Cláudia Raia vive Tarsila do Amaral no teatro
Em entrevista exclusiva à L’Officiel Brasil, a atriz falou sobre a preparação para o personagem e a importância da moda e da cultura brasileira
Cláudia Raia está vivendo uma personagem significativa na história da cultura brasileira. Com produção 100% nacional, a atriz interpreta Tarsila do Amaral em Tarsila, a brasileira, musical que retrata a vida da artista com sua paleta de cores e muita inovação para mostrar a verdadeira face do Brasil, traduzindo a complexidade e a riqueza cultural nacional para o mundo.
Envolvendo outros nomes importantes do Modernismo do país, como Anita Malfatti, Mário de Andrade e Menotti del Picchia, a peça percorre o início e o amadurecimento da estética modernista aliada a momentos importantes da vida de Tarsila e o romance com o escritor Oswald de Andrade, vivido pelo ator Jarbas Homem de Mello.

------------------------------------------------

→ **O que fazer**
a - No texto sobre Cláudia Raia como Tarsila do Amaral, qual ator faz o papel de Oswald de Andrade?
b - Escreva a continuação do texto sobre Cláudia Raia no papel de Tarsila do Amaral a partir da última frase apresentada.

(Registros do conjunto de dados)
------------------------------------------------

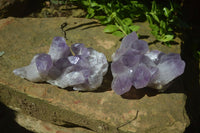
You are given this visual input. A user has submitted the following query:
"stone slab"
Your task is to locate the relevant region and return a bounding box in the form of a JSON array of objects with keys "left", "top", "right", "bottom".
[{"left": 0, "top": 18, "right": 189, "bottom": 133}]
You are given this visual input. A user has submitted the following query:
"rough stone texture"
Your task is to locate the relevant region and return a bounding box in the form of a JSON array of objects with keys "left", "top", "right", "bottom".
[
  {"left": 0, "top": 18, "right": 189, "bottom": 133},
  {"left": 15, "top": 110, "right": 94, "bottom": 133}
]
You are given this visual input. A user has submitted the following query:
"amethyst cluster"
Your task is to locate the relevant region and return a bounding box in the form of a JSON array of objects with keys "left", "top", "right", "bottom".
[
  {"left": 13, "top": 37, "right": 108, "bottom": 91},
  {"left": 111, "top": 32, "right": 185, "bottom": 95}
]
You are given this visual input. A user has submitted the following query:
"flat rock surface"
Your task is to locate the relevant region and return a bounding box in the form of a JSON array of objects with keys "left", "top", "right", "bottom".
[{"left": 0, "top": 18, "right": 189, "bottom": 133}]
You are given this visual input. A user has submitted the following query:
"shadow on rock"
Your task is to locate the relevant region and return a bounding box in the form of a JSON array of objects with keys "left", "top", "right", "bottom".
[
  {"left": 0, "top": 102, "right": 33, "bottom": 133},
  {"left": 121, "top": 76, "right": 185, "bottom": 99},
  {"left": 94, "top": 62, "right": 113, "bottom": 92}
]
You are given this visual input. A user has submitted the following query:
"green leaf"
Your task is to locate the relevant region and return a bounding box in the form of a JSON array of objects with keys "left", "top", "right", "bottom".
[
  {"left": 163, "top": 7, "right": 170, "bottom": 18},
  {"left": 158, "top": 35, "right": 174, "bottom": 42},
  {"left": 146, "top": 13, "right": 153, "bottom": 24},
  {"left": 104, "top": 25, "right": 118, "bottom": 33},
  {"left": 150, "top": 13, "right": 160, "bottom": 23},
  {"left": 129, "top": 25, "right": 140, "bottom": 31},
  {"left": 122, "top": 18, "right": 132, "bottom": 26},
  {"left": 94, "top": 16, "right": 106, "bottom": 20},
  {"left": 160, "top": 20, "right": 166, "bottom": 29},
  {"left": 112, "top": 31, "right": 125, "bottom": 38},
  {"left": 0, "top": 51, "right": 5, "bottom": 57}
]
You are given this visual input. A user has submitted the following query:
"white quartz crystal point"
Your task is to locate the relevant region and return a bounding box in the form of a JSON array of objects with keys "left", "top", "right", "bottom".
[
  {"left": 111, "top": 32, "right": 185, "bottom": 95},
  {"left": 48, "top": 37, "right": 71, "bottom": 62},
  {"left": 47, "top": 49, "right": 108, "bottom": 91},
  {"left": 148, "top": 53, "right": 185, "bottom": 90},
  {"left": 13, "top": 37, "right": 108, "bottom": 91}
]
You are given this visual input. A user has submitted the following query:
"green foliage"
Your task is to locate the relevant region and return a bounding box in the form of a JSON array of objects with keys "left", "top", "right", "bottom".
[
  {"left": 70, "top": 0, "right": 186, "bottom": 44},
  {"left": 50, "top": 0, "right": 67, "bottom": 5},
  {"left": 146, "top": 0, "right": 178, "bottom": 43},
  {"left": 73, "top": 0, "right": 143, "bottom": 37},
  {"left": 0, "top": 51, "right": 5, "bottom": 57}
]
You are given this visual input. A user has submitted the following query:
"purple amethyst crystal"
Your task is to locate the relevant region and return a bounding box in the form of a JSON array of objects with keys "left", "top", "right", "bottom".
[
  {"left": 111, "top": 32, "right": 185, "bottom": 95},
  {"left": 13, "top": 37, "right": 108, "bottom": 91}
]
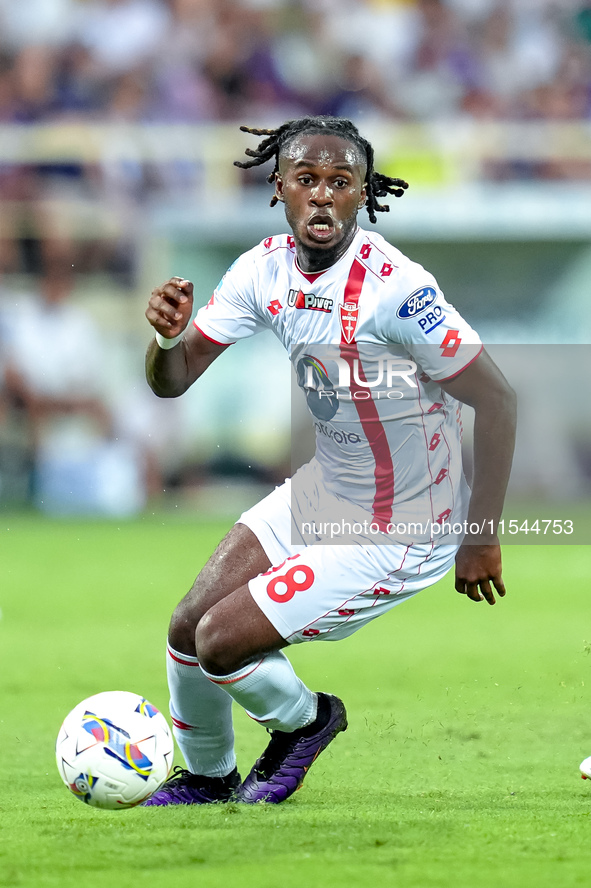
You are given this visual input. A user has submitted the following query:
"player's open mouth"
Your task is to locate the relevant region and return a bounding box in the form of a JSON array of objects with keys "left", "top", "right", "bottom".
[{"left": 307, "top": 216, "right": 334, "bottom": 242}]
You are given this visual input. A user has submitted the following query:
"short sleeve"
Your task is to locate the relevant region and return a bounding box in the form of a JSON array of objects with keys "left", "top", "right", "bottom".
[{"left": 193, "top": 253, "right": 267, "bottom": 345}]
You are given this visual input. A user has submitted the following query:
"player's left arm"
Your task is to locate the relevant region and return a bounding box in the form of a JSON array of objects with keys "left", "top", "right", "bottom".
[{"left": 441, "top": 350, "right": 517, "bottom": 604}]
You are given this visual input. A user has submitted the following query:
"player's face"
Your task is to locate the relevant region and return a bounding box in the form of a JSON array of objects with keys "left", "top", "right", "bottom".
[{"left": 275, "top": 134, "right": 366, "bottom": 271}]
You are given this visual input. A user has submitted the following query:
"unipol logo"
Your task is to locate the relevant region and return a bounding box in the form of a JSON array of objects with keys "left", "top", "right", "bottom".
[{"left": 396, "top": 287, "right": 437, "bottom": 318}]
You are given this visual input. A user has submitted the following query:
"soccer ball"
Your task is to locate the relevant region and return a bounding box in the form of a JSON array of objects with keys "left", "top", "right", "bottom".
[{"left": 55, "top": 691, "right": 174, "bottom": 810}]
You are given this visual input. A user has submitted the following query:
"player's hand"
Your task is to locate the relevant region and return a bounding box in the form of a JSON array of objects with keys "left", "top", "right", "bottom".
[
  {"left": 146, "top": 277, "right": 193, "bottom": 339},
  {"left": 456, "top": 543, "right": 505, "bottom": 604}
]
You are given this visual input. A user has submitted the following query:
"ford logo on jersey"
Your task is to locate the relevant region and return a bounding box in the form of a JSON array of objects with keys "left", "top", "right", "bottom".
[{"left": 396, "top": 287, "right": 437, "bottom": 318}]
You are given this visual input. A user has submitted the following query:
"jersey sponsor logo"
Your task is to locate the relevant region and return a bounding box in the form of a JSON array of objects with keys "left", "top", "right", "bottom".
[
  {"left": 339, "top": 302, "right": 359, "bottom": 345},
  {"left": 439, "top": 330, "right": 462, "bottom": 358},
  {"left": 287, "top": 290, "right": 333, "bottom": 314},
  {"left": 267, "top": 299, "right": 283, "bottom": 317},
  {"left": 314, "top": 422, "right": 361, "bottom": 444},
  {"left": 417, "top": 305, "right": 445, "bottom": 333},
  {"left": 396, "top": 287, "right": 437, "bottom": 318},
  {"left": 296, "top": 355, "right": 339, "bottom": 422}
]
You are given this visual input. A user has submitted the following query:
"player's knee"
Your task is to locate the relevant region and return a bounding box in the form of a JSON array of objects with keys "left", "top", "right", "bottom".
[
  {"left": 168, "top": 599, "right": 201, "bottom": 657},
  {"left": 195, "top": 608, "right": 240, "bottom": 675}
]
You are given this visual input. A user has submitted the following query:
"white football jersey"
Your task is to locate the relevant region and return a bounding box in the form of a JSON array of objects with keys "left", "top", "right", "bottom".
[{"left": 194, "top": 229, "right": 482, "bottom": 541}]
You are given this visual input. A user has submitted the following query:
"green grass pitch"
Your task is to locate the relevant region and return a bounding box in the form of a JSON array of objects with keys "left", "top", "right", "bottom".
[{"left": 0, "top": 514, "right": 591, "bottom": 888}]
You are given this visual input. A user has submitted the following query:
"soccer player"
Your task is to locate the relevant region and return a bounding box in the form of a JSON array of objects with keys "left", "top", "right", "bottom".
[{"left": 141, "top": 117, "right": 515, "bottom": 805}]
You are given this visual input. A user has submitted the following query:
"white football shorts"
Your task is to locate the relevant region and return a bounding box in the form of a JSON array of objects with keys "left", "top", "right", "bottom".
[{"left": 237, "top": 479, "right": 458, "bottom": 644}]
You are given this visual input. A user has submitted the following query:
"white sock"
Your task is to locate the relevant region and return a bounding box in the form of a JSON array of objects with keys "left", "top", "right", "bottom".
[
  {"left": 166, "top": 645, "right": 236, "bottom": 777},
  {"left": 202, "top": 651, "right": 318, "bottom": 731}
]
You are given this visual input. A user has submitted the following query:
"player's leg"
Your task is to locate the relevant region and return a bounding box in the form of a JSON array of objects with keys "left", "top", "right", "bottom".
[
  {"left": 146, "top": 524, "right": 269, "bottom": 806},
  {"left": 213, "top": 546, "right": 454, "bottom": 804}
]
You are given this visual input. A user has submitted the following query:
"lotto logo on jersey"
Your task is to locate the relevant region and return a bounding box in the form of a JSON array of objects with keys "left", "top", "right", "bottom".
[
  {"left": 287, "top": 290, "right": 333, "bottom": 313},
  {"left": 396, "top": 287, "right": 437, "bottom": 318}
]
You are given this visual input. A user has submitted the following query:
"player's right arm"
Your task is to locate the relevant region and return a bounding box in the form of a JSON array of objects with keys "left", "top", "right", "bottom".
[{"left": 146, "top": 277, "right": 228, "bottom": 398}]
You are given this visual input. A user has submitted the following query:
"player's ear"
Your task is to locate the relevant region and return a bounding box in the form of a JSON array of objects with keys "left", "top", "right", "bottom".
[
  {"left": 275, "top": 173, "right": 285, "bottom": 203},
  {"left": 357, "top": 182, "right": 367, "bottom": 210}
]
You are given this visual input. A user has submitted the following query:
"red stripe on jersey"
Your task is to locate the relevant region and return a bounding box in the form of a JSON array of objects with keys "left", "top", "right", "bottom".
[{"left": 341, "top": 259, "right": 394, "bottom": 532}]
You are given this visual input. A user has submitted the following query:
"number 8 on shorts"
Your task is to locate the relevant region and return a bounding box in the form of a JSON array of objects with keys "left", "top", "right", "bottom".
[{"left": 267, "top": 564, "right": 314, "bottom": 604}]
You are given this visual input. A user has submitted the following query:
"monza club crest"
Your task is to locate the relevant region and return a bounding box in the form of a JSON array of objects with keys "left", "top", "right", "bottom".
[{"left": 339, "top": 302, "right": 359, "bottom": 345}]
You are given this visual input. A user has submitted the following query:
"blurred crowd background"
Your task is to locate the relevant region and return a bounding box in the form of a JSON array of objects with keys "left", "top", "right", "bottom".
[{"left": 0, "top": 0, "right": 591, "bottom": 516}]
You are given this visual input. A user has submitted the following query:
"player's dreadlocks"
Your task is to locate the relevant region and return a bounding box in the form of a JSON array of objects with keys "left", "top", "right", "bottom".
[{"left": 234, "top": 117, "right": 408, "bottom": 222}]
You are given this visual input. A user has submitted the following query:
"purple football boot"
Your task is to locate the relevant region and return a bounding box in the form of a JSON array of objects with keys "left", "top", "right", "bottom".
[
  {"left": 237, "top": 694, "right": 347, "bottom": 805},
  {"left": 142, "top": 766, "right": 240, "bottom": 808}
]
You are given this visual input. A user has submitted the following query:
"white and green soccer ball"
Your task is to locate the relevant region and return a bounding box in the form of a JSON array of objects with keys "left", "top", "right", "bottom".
[{"left": 55, "top": 691, "right": 174, "bottom": 810}]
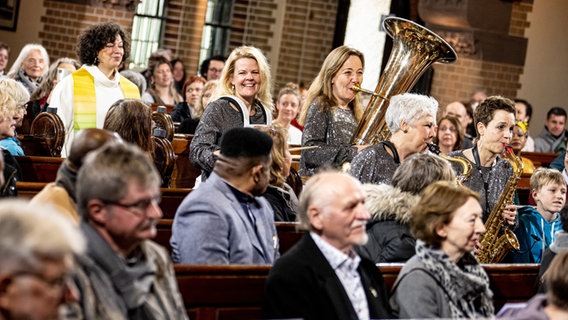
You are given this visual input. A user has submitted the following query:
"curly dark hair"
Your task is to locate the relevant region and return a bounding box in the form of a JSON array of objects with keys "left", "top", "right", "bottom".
[{"left": 77, "top": 22, "right": 130, "bottom": 65}]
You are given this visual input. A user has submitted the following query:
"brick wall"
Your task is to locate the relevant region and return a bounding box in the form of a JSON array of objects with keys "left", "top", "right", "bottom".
[
  {"left": 39, "top": 0, "right": 134, "bottom": 61},
  {"left": 275, "top": 0, "right": 337, "bottom": 88},
  {"left": 230, "top": 0, "right": 337, "bottom": 94},
  {"left": 431, "top": 1, "right": 532, "bottom": 106},
  {"left": 40, "top": 0, "right": 532, "bottom": 105}
]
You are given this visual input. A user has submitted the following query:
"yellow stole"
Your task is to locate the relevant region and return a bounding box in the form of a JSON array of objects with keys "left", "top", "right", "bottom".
[{"left": 71, "top": 68, "right": 140, "bottom": 133}]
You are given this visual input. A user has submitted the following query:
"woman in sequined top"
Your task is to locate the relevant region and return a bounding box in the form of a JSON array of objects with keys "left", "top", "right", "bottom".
[
  {"left": 449, "top": 96, "right": 517, "bottom": 225},
  {"left": 349, "top": 93, "right": 438, "bottom": 184},
  {"left": 299, "top": 46, "right": 367, "bottom": 176},
  {"left": 189, "top": 46, "right": 272, "bottom": 178}
]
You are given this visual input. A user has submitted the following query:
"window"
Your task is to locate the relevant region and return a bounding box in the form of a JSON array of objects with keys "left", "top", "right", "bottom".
[
  {"left": 199, "top": 0, "right": 233, "bottom": 61},
  {"left": 130, "top": 0, "right": 166, "bottom": 69}
]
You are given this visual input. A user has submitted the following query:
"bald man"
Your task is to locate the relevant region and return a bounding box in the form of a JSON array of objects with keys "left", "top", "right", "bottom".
[
  {"left": 170, "top": 127, "right": 279, "bottom": 264},
  {"left": 31, "top": 128, "right": 122, "bottom": 223},
  {"left": 444, "top": 101, "right": 473, "bottom": 149},
  {"left": 262, "top": 172, "right": 392, "bottom": 320}
]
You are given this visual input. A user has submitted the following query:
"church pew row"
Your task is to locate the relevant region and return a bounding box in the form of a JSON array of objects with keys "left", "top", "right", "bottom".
[
  {"left": 175, "top": 264, "right": 539, "bottom": 320},
  {"left": 16, "top": 181, "right": 192, "bottom": 219},
  {"left": 153, "top": 219, "right": 303, "bottom": 254},
  {"left": 15, "top": 134, "right": 201, "bottom": 188},
  {"left": 521, "top": 152, "right": 559, "bottom": 168}
]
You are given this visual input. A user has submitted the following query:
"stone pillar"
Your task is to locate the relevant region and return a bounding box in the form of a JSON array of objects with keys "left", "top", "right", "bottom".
[{"left": 39, "top": 0, "right": 139, "bottom": 61}]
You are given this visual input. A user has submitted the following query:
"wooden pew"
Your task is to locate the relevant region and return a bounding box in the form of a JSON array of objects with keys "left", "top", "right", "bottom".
[
  {"left": 175, "top": 264, "right": 539, "bottom": 320},
  {"left": 15, "top": 156, "right": 64, "bottom": 182},
  {"left": 153, "top": 218, "right": 303, "bottom": 254},
  {"left": 171, "top": 133, "right": 201, "bottom": 188},
  {"left": 16, "top": 181, "right": 191, "bottom": 219}
]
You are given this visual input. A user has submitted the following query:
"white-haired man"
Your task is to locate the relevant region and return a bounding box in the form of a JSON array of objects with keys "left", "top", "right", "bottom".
[{"left": 263, "top": 172, "right": 391, "bottom": 320}]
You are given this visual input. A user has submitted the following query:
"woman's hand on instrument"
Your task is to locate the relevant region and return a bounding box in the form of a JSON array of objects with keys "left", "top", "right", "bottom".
[
  {"left": 503, "top": 204, "right": 517, "bottom": 226},
  {"left": 355, "top": 144, "right": 371, "bottom": 152}
]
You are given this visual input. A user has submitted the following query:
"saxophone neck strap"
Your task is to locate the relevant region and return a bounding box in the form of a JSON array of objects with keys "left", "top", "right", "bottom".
[
  {"left": 471, "top": 146, "right": 481, "bottom": 172},
  {"left": 380, "top": 140, "right": 400, "bottom": 164}
]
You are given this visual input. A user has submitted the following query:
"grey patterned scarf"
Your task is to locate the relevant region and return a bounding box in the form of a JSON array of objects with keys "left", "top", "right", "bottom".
[
  {"left": 80, "top": 221, "right": 157, "bottom": 319},
  {"left": 416, "top": 240, "right": 494, "bottom": 319}
]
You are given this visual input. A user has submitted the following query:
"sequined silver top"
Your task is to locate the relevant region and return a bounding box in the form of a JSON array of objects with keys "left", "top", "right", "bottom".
[
  {"left": 448, "top": 150, "right": 513, "bottom": 221},
  {"left": 349, "top": 143, "right": 400, "bottom": 184},
  {"left": 300, "top": 99, "right": 358, "bottom": 176},
  {"left": 189, "top": 99, "right": 266, "bottom": 177}
]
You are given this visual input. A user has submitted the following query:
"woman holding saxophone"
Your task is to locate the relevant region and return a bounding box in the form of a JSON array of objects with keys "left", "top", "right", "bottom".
[{"left": 449, "top": 96, "right": 517, "bottom": 225}]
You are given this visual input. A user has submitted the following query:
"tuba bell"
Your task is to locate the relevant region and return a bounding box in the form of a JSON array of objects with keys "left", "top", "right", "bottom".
[{"left": 352, "top": 17, "right": 457, "bottom": 144}]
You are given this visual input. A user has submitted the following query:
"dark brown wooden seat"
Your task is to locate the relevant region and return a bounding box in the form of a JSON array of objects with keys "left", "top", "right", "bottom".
[
  {"left": 171, "top": 133, "right": 201, "bottom": 188},
  {"left": 154, "top": 220, "right": 303, "bottom": 254},
  {"left": 521, "top": 152, "right": 560, "bottom": 168},
  {"left": 150, "top": 103, "right": 176, "bottom": 114},
  {"left": 16, "top": 181, "right": 191, "bottom": 219},
  {"left": 152, "top": 136, "right": 176, "bottom": 188},
  {"left": 152, "top": 111, "right": 176, "bottom": 141},
  {"left": 174, "top": 264, "right": 539, "bottom": 320},
  {"left": 15, "top": 156, "right": 64, "bottom": 182},
  {"left": 20, "top": 112, "right": 65, "bottom": 157}
]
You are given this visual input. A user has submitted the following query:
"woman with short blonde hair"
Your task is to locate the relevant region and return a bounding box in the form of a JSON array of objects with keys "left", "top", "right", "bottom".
[{"left": 189, "top": 46, "right": 272, "bottom": 179}]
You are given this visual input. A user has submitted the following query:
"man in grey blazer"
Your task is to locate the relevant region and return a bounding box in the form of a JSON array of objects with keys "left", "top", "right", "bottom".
[{"left": 170, "top": 128, "right": 279, "bottom": 264}]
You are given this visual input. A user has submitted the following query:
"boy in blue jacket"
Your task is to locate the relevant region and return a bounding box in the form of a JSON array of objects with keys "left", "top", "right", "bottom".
[{"left": 513, "top": 168, "right": 566, "bottom": 263}]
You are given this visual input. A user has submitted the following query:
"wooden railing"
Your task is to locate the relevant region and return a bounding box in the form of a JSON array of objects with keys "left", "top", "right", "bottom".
[{"left": 175, "top": 264, "right": 539, "bottom": 320}]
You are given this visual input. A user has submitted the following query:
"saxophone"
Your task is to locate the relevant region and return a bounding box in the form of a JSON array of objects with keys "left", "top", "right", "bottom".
[
  {"left": 428, "top": 143, "right": 472, "bottom": 186},
  {"left": 477, "top": 145, "right": 523, "bottom": 263}
]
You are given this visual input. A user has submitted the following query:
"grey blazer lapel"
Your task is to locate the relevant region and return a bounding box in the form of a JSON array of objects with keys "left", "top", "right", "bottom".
[{"left": 225, "top": 185, "right": 267, "bottom": 261}]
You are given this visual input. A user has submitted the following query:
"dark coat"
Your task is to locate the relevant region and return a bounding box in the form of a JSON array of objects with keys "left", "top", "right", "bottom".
[
  {"left": 0, "top": 149, "right": 22, "bottom": 198},
  {"left": 262, "top": 233, "right": 391, "bottom": 320},
  {"left": 355, "top": 184, "right": 420, "bottom": 263}
]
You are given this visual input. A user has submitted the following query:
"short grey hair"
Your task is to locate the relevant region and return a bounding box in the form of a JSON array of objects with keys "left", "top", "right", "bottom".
[
  {"left": 392, "top": 153, "right": 456, "bottom": 195},
  {"left": 0, "top": 199, "right": 85, "bottom": 274},
  {"left": 296, "top": 170, "right": 360, "bottom": 231},
  {"left": 8, "top": 43, "right": 49, "bottom": 79},
  {"left": 385, "top": 93, "right": 438, "bottom": 133},
  {"left": 77, "top": 142, "right": 161, "bottom": 220}
]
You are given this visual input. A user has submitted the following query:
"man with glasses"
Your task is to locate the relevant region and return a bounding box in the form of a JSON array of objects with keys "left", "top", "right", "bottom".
[
  {"left": 66, "top": 143, "right": 187, "bottom": 319},
  {"left": 0, "top": 200, "right": 85, "bottom": 319},
  {"left": 199, "top": 56, "right": 226, "bottom": 81}
]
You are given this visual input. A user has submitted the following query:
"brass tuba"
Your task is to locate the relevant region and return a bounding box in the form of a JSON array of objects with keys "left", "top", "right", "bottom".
[
  {"left": 352, "top": 17, "right": 457, "bottom": 144},
  {"left": 476, "top": 146, "right": 523, "bottom": 263}
]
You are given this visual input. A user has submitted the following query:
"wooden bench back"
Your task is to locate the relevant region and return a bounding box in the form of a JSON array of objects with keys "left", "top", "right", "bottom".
[{"left": 175, "top": 264, "right": 539, "bottom": 320}]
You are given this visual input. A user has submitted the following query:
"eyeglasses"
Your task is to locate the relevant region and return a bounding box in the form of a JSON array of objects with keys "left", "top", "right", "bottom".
[
  {"left": 12, "top": 271, "right": 73, "bottom": 293},
  {"left": 102, "top": 195, "right": 162, "bottom": 216},
  {"left": 438, "top": 127, "right": 458, "bottom": 133}
]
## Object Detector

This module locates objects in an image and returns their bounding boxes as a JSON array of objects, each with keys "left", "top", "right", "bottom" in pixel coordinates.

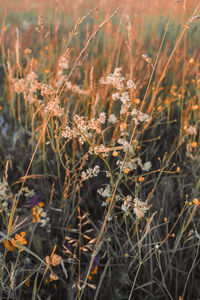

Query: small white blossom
[
  {"left": 133, "top": 197, "right": 149, "bottom": 219},
  {"left": 126, "top": 80, "right": 137, "bottom": 90},
  {"left": 108, "top": 114, "right": 118, "bottom": 124},
  {"left": 112, "top": 93, "right": 120, "bottom": 101}
]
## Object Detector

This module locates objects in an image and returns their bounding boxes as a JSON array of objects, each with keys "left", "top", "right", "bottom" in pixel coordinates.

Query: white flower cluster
[
  {"left": 186, "top": 125, "right": 197, "bottom": 135},
  {"left": 112, "top": 92, "right": 120, "bottom": 101},
  {"left": 89, "top": 144, "right": 109, "bottom": 157},
  {"left": 100, "top": 68, "right": 137, "bottom": 115},
  {"left": 126, "top": 80, "right": 137, "bottom": 90},
  {"left": 0, "top": 179, "right": 13, "bottom": 215},
  {"left": 121, "top": 195, "right": 149, "bottom": 219},
  {"left": 120, "top": 92, "right": 131, "bottom": 115},
  {"left": 100, "top": 68, "right": 124, "bottom": 90},
  {"left": 131, "top": 108, "right": 151, "bottom": 123},
  {"left": 121, "top": 195, "right": 133, "bottom": 215},
  {"left": 44, "top": 97, "right": 63, "bottom": 117},
  {"left": 108, "top": 114, "right": 118, "bottom": 124},
  {"left": 117, "top": 157, "right": 151, "bottom": 172},
  {"left": 133, "top": 197, "right": 149, "bottom": 219},
  {"left": 81, "top": 165, "right": 100, "bottom": 181}
]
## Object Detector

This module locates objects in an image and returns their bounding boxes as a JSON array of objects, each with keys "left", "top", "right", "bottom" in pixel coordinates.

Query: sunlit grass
[{"left": 0, "top": 1, "right": 200, "bottom": 299}]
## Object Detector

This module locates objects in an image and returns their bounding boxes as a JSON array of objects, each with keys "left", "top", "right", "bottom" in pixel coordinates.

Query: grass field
[{"left": 0, "top": 0, "right": 200, "bottom": 300}]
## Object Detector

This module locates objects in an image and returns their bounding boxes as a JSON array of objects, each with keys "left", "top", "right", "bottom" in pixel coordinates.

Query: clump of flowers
[
  {"left": 11, "top": 231, "right": 27, "bottom": 251},
  {"left": 100, "top": 68, "right": 124, "bottom": 90},
  {"left": 3, "top": 240, "right": 15, "bottom": 251},
  {"left": 81, "top": 166, "right": 100, "bottom": 180},
  {"left": 62, "top": 112, "right": 106, "bottom": 145}
]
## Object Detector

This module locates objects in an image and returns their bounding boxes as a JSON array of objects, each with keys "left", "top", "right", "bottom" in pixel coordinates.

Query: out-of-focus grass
[{"left": 0, "top": 1, "right": 200, "bottom": 299}]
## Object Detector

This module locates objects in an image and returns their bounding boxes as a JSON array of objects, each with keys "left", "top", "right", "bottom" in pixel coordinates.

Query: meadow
[{"left": 0, "top": 0, "right": 200, "bottom": 300}]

------------------------------------------------

→ **Respostas do exercício**
a - Jarbas Homem de Mello.

b -
A montagem conta com texto e letras de Anna Toledo e José Possi Neto, também diretor geral, e direção musical de Guilherme Terra. O espetáculo fica em cartaz até 26 de maio no Teatro Santander, localizado no Complexo JK Iguatemi, em São Paulo.
Em entrevista à L’Officiel Brasil, Cláudia Raia falou sobre a preparação para viver a artista brasileira no teatro musical, o contato com sua obra e sua relação com a essência do estilo brasileiro. “Ela usava a moda para dizer a que veio”, disse a atriz. Confira!
Como é viver uma personagem considerada um ícone da cultura brasileira no teatro?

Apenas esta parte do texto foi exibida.